# START OF DATA RECORDS

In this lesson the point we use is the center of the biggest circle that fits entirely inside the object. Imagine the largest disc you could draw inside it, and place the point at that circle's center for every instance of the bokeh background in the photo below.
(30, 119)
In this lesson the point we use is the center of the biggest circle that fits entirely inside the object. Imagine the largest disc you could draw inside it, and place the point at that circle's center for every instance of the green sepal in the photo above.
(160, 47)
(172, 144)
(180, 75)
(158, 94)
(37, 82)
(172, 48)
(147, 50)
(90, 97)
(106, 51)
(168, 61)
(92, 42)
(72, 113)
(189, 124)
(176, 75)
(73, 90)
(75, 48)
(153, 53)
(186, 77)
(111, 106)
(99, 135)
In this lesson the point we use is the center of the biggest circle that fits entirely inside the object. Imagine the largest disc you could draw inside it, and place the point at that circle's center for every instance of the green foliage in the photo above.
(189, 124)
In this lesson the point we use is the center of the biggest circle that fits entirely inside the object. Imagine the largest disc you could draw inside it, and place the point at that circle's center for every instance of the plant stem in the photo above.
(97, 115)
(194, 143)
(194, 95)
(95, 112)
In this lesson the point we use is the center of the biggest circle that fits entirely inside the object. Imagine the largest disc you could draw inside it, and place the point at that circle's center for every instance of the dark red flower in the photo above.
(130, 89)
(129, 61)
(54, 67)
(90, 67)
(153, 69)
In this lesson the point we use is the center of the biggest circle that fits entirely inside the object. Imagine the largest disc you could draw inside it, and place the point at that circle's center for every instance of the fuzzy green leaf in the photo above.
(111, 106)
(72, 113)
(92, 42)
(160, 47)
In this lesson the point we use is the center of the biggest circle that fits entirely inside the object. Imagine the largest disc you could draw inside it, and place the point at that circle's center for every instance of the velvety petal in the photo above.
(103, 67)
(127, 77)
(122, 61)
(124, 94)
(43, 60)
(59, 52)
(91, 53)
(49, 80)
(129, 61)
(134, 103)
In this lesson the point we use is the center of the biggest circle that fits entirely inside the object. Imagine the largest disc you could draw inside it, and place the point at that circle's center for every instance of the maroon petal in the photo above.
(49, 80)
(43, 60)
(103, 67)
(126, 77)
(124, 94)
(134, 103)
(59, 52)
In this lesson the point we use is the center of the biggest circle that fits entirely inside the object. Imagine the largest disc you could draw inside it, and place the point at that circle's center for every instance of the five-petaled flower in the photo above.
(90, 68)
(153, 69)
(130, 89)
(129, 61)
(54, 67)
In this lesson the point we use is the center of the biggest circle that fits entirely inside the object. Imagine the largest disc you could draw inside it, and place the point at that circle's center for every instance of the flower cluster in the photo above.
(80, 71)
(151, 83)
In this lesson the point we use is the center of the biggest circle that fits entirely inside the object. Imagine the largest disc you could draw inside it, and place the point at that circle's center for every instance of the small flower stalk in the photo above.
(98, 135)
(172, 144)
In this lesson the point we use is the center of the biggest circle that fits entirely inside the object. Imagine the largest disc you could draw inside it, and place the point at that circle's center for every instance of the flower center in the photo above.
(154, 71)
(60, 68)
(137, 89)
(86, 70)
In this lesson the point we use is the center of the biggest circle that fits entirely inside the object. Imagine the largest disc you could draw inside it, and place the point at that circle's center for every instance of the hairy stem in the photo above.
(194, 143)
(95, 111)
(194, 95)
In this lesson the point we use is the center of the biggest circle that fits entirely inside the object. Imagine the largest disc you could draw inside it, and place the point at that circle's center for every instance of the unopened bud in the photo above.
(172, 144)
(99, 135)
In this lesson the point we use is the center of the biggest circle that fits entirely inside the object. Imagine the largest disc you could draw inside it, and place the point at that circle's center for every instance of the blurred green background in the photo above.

# END OF DATA RECORDS

● **WHAT THE EXERCISE ASKS**:
Extract every line above exactly as it stands.

● **RESPONSE FOR THIS EXERCISE**:
In this lesson the point we use is the center of the biggest circle that fits entirely inside the object. Imagine the largest disc you could draw inside it, and place the point at that circle's center for every instance of the bokeh background in the photo below.
(30, 119)
In this lesson the point we use is the center of the biggest circle that fits entirely inside the object. Imagine the largest disc you could draw inside it, and place the point at that circle's center for every instance of the green sepal in the photo above.
(160, 47)
(172, 144)
(180, 75)
(158, 94)
(37, 82)
(172, 48)
(147, 50)
(90, 97)
(106, 51)
(168, 61)
(92, 42)
(72, 113)
(189, 124)
(176, 75)
(73, 90)
(75, 48)
(153, 53)
(186, 77)
(111, 106)
(99, 135)
In this lesson the point we use is the center of the biggest circle that fits entirely inside the object. Imagine the largest disc you could draw inside it, and place the point at that circle's center for every instance of the green foliage in the photo above.
(189, 124)
In this lesson the point we use is the center of the biggest circle that fits entirely inside the object. Imagine the largest disc you could draw inside it, and place the point at that circle's center for every instance of the plant stem in the photo above.
(97, 115)
(194, 143)
(194, 95)
(95, 112)
In this lesson the point we use is the center of the biggest circle that fits entirely inside the object. Imagine the largest disc you could draw inside it, and place the point at that circle's center for every instance of the dark red flower in the photo above.
(130, 89)
(129, 61)
(54, 67)
(90, 67)
(153, 69)
In this lesson the point we use is the center of the biggest circle that fits entirely inside the object. Imagine the largest disc you could draw inside it, and place the point at that circle's center for every instance of the fuzzy green leaf in the photo above.
(111, 106)
(72, 113)
(92, 42)
(160, 47)
In this lesson the point we use is the center of the biggest circle that fits entirely inside the object. Imagine the largest disc you could draw inside it, and place the point at that circle's center for every instance of the velvety petal in the photo above.
(103, 67)
(127, 77)
(122, 61)
(124, 94)
(43, 60)
(59, 52)
(91, 53)
(49, 80)
(129, 61)
(134, 103)
In this lesson the point we use is the center of the biggest circle that fits entirely inside the object. Imagine the largest disc you could draw inside it, and place the point at that circle's center for every instance of the maroon petal in the photo above.
(49, 80)
(43, 60)
(103, 67)
(126, 77)
(124, 94)
(134, 103)
(59, 52)
In this lesson the point we use is the center of the biggest circle that fits entirely inside the object. Imagine the largest disc you could draw inside it, and place the point at that circle's center for every instance of the five-petaled flower in the photo above.
(90, 68)
(153, 69)
(130, 89)
(129, 61)
(54, 67)
In this lesson the point we use is the center of the biggest circle that fits entirely inside the object. Imagine the largest disc you could draw inside it, and place the point at that circle's center for every instance of the flower cluster in the photo above.
(80, 71)
(151, 83)
In this lesson the point we use is the center of the biggest circle that fits entirely inside the object. Imagine the largest disc you could draw inside it, and place the point at that circle's center for every instance of the small flower stalk in the photo above.
(98, 135)
(172, 144)
In this lesson the point we use is the center of the biggest circle that fits entirely inside the object. Imagine the largest disc you could draw inside it, and place the point at that circle's center for every instance of the flower center in the photo above.
(154, 71)
(60, 68)
(137, 89)
(86, 70)
In this lesson the point we use is the center of the biggest circle that fits entirely inside the object. Imagine the largest disc you could draw inside it, and place the point at that circle's center for every instance of the hairy stem in the photo above.
(194, 143)
(95, 111)
(194, 95)
In this lesson the point we use is the center of the biggest circle that fits entirely inside the object. Imagine the largest disc you could draw inside it, and place the point at that circle's center for every instance of the unopened bud in the photo above.
(172, 144)
(99, 135)
In this lesson the point we use is the center of the biggest circle that fits entirely inside the object. Imagine the largest disc you could draw inside it, and place the point at that circle's center for every instance of the blurred green background in the photo above.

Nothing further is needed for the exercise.